[[ DATASET ENTRIES, beginning ]]

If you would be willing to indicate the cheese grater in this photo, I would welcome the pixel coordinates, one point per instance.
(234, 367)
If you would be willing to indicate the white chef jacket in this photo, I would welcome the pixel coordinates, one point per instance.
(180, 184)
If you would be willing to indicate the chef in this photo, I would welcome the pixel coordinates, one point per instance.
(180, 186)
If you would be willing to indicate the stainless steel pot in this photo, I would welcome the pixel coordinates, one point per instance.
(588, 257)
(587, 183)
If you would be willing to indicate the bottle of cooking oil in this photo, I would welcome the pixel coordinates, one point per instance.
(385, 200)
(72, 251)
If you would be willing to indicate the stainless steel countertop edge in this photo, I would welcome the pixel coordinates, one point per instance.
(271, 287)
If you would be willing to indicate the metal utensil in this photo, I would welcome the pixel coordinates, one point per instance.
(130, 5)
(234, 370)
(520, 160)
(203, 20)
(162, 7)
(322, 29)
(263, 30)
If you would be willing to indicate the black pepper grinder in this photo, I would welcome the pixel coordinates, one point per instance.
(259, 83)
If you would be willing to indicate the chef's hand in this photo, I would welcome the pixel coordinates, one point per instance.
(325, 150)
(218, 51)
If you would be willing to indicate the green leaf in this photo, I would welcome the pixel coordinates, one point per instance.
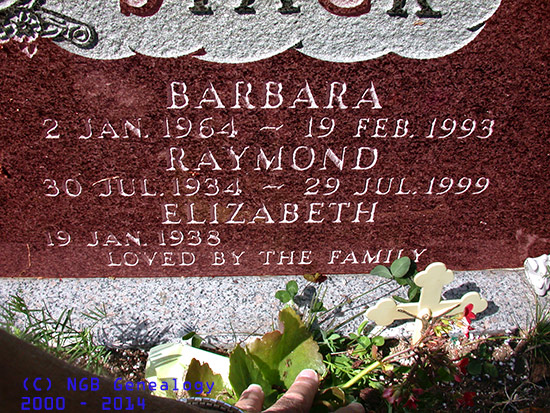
(281, 356)
(329, 400)
(381, 271)
(474, 367)
(283, 296)
(202, 373)
(400, 267)
(362, 326)
(365, 342)
(378, 341)
(243, 371)
(413, 292)
(292, 288)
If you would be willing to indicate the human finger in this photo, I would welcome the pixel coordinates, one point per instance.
(251, 399)
(299, 397)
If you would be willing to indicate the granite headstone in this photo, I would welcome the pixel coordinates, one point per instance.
(190, 138)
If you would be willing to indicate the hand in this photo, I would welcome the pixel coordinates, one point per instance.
(298, 399)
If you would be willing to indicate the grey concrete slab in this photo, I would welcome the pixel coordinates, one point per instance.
(227, 310)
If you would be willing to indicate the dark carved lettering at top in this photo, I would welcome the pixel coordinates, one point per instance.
(28, 19)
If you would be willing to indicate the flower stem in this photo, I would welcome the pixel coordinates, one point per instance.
(362, 374)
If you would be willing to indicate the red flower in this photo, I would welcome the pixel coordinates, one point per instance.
(392, 395)
(411, 403)
(389, 395)
(462, 364)
(467, 399)
(469, 315)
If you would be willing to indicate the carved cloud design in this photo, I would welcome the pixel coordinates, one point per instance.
(228, 37)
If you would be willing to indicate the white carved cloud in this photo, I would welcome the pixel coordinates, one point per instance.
(228, 37)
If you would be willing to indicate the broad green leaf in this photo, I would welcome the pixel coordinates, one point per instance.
(329, 400)
(400, 267)
(283, 296)
(243, 372)
(362, 326)
(365, 341)
(381, 271)
(413, 292)
(292, 288)
(203, 374)
(281, 356)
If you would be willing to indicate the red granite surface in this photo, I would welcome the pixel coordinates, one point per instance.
(502, 75)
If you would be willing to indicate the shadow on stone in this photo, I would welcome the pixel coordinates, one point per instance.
(137, 334)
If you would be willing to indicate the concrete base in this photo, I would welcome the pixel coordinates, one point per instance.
(147, 311)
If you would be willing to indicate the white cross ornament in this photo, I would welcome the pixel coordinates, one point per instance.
(431, 280)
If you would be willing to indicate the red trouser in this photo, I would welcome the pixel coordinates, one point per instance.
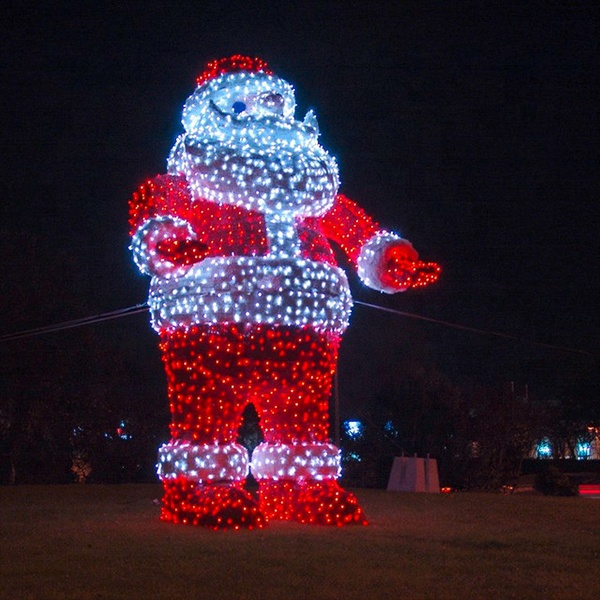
(214, 371)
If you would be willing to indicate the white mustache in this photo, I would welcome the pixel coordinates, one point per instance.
(309, 126)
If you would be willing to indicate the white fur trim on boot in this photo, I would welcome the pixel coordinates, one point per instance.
(203, 463)
(296, 461)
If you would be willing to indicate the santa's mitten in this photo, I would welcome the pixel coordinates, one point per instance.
(390, 264)
(162, 246)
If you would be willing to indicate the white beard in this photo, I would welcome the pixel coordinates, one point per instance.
(266, 165)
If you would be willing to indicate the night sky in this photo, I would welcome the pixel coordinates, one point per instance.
(470, 128)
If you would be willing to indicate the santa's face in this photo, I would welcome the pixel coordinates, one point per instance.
(243, 146)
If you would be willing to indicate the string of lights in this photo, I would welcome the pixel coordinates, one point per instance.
(143, 307)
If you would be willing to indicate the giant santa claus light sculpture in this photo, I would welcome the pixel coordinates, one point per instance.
(249, 302)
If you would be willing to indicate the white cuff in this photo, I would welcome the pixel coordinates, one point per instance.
(369, 263)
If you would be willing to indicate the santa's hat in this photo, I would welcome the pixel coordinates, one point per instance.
(232, 64)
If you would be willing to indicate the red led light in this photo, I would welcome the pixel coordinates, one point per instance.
(250, 304)
(232, 64)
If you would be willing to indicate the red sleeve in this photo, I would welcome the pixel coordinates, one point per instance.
(164, 195)
(349, 226)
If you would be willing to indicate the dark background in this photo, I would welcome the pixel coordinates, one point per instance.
(471, 128)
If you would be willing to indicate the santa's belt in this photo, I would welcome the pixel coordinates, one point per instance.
(242, 289)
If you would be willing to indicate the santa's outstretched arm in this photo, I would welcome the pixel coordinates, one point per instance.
(384, 261)
(162, 238)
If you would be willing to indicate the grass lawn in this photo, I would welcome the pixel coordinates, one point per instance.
(84, 542)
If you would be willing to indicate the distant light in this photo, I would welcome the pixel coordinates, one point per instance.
(544, 449)
(584, 450)
(354, 429)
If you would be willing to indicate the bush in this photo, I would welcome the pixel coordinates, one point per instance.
(552, 482)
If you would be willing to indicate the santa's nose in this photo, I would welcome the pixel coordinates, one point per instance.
(272, 102)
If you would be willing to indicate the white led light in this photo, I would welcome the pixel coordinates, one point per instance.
(296, 461)
(203, 463)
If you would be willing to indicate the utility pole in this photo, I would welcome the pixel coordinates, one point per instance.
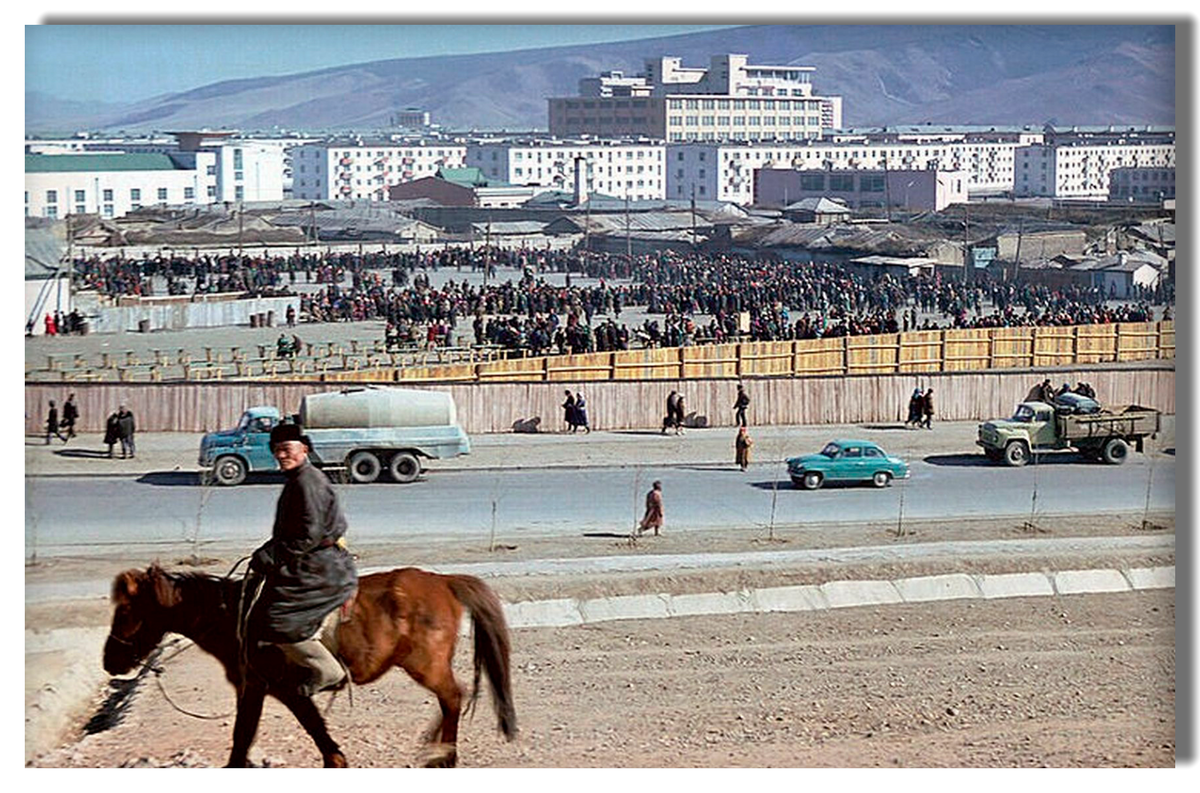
(629, 241)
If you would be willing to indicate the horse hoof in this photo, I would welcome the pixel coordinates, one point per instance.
(445, 761)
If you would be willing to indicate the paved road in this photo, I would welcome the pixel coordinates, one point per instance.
(66, 516)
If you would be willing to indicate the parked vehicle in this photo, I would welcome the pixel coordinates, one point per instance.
(1072, 421)
(846, 461)
(366, 431)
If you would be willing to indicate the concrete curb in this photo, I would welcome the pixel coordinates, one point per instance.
(837, 594)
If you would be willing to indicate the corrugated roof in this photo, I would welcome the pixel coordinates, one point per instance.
(72, 163)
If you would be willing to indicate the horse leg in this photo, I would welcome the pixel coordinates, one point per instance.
(250, 712)
(306, 713)
(442, 683)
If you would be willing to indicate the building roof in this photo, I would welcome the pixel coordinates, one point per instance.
(821, 205)
(71, 163)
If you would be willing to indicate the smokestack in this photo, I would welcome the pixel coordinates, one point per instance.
(581, 184)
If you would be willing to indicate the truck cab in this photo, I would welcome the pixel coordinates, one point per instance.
(232, 454)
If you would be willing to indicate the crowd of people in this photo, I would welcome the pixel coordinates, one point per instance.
(691, 298)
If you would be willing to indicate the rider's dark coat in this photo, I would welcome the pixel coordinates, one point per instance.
(307, 574)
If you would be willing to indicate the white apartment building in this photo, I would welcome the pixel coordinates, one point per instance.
(725, 172)
(731, 100)
(112, 185)
(1141, 185)
(365, 169)
(1081, 169)
(629, 169)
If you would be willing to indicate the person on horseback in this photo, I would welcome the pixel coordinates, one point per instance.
(306, 572)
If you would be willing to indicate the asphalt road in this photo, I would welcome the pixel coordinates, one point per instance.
(85, 516)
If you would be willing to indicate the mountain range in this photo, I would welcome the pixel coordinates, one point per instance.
(887, 74)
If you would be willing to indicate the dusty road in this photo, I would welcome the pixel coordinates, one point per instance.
(1077, 680)
(1067, 682)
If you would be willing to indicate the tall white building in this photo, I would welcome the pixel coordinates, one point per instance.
(725, 172)
(365, 169)
(731, 100)
(1079, 163)
(629, 169)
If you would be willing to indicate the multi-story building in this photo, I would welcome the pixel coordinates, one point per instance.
(731, 100)
(112, 185)
(912, 190)
(365, 169)
(234, 168)
(621, 168)
(1141, 185)
(725, 172)
(1077, 162)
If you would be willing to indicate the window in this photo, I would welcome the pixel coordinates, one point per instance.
(871, 182)
(844, 182)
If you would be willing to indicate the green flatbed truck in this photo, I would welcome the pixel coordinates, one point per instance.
(1083, 425)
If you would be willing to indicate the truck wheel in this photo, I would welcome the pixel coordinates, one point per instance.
(1017, 454)
(1115, 451)
(405, 467)
(229, 470)
(364, 467)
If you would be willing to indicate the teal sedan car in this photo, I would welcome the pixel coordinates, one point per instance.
(846, 461)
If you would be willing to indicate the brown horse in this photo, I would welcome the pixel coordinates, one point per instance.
(407, 618)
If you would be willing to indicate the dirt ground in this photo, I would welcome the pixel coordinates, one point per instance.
(1083, 680)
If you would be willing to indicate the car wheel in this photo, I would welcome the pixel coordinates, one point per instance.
(364, 467)
(229, 470)
(405, 467)
(1017, 454)
(1115, 451)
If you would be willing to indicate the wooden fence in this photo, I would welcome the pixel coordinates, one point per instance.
(935, 350)
(625, 402)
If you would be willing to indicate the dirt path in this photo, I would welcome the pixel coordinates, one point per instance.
(1063, 682)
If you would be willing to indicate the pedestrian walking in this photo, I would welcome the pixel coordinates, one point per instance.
(569, 413)
(52, 424)
(125, 428)
(112, 432)
(70, 415)
(672, 403)
(653, 517)
(739, 404)
(742, 445)
(916, 409)
(581, 412)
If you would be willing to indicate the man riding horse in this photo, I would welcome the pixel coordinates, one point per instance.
(306, 572)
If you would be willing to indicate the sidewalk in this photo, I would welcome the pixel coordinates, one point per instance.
(159, 452)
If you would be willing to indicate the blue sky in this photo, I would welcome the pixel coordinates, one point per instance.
(129, 62)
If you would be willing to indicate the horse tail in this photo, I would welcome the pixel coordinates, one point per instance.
(491, 647)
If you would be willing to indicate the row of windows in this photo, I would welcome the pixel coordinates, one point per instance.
(81, 196)
(742, 104)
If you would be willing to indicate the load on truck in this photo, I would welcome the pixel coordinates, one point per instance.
(1071, 421)
(366, 431)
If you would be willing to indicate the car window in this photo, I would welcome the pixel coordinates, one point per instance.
(1024, 413)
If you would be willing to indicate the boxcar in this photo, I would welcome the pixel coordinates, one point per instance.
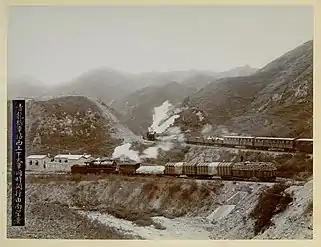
(127, 168)
(304, 145)
(265, 171)
(207, 170)
(224, 170)
(270, 143)
(150, 170)
(242, 141)
(174, 168)
(190, 169)
(217, 141)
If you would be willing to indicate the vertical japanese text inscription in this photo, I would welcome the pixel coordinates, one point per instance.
(18, 163)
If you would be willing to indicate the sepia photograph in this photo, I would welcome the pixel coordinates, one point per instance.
(160, 122)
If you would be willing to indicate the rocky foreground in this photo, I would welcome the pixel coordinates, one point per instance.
(114, 207)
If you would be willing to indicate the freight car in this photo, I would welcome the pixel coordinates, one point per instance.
(106, 166)
(174, 169)
(264, 171)
(257, 143)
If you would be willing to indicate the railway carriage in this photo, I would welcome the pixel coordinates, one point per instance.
(190, 169)
(304, 145)
(254, 170)
(224, 170)
(238, 141)
(174, 169)
(217, 141)
(206, 170)
(273, 143)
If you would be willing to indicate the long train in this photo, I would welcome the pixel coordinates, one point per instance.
(257, 171)
(303, 145)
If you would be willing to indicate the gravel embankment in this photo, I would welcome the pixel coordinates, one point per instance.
(57, 221)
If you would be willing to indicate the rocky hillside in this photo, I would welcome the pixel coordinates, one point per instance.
(276, 100)
(138, 107)
(72, 124)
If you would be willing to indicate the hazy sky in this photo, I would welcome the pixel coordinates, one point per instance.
(56, 44)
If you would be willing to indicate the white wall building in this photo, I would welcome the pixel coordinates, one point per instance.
(37, 162)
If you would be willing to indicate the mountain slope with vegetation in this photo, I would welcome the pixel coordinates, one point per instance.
(138, 107)
(72, 124)
(274, 101)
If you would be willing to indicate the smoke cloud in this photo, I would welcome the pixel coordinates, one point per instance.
(163, 118)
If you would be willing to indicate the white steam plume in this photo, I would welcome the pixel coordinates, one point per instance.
(163, 117)
(124, 151)
(206, 129)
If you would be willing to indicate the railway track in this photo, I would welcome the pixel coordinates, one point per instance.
(232, 148)
(198, 179)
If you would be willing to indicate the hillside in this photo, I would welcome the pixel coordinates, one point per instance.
(104, 84)
(137, 108)
(276, 100)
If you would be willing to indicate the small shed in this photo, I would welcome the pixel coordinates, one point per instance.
(70, 159)
(36, 161)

[[ DATASET ENTRIES, end ]]

Copy out the lines starting at the one containing "If you would be willing to indicate the white wall" and ending with the last line of the entries. Include nothing else.

If you would be willing to indicate the white wall building in this photo, I would welcome the pixel coordinates, one point per instance.
(37, 162)
If you would be willing to indicate the mountain slope with vegetation in this photo, I would welcome the pixel coordinates, one point per instance.
(138, 107)
(72, 124)
(274, 101)
If you would be willing to indicate the smoke cloud in this photo, I would welcome the pixel coordinates, one point per instance.
(163, 118)
If you would be willing to indicate the white steam plume in this photo, I would welcome the pixel coordinates, one point per instance.
(163, 117)
(124, 151)
(206, 129)
If you would be willing to indicate the railway track in this photo, I would welcome the pixel coordinates, one point per instance.
(232, 148)
(198, 179)
If you would be willing to indicate the hillside in this photo, I would welcome the pixel coordinates, one point per instance.
(104, 84)
(137, 108)
(276, 100)
If you would be willing to indicate the small shed in this photo, I would welcome the pixel coordinates, one point per instance.
(70, 159)
(36, 161)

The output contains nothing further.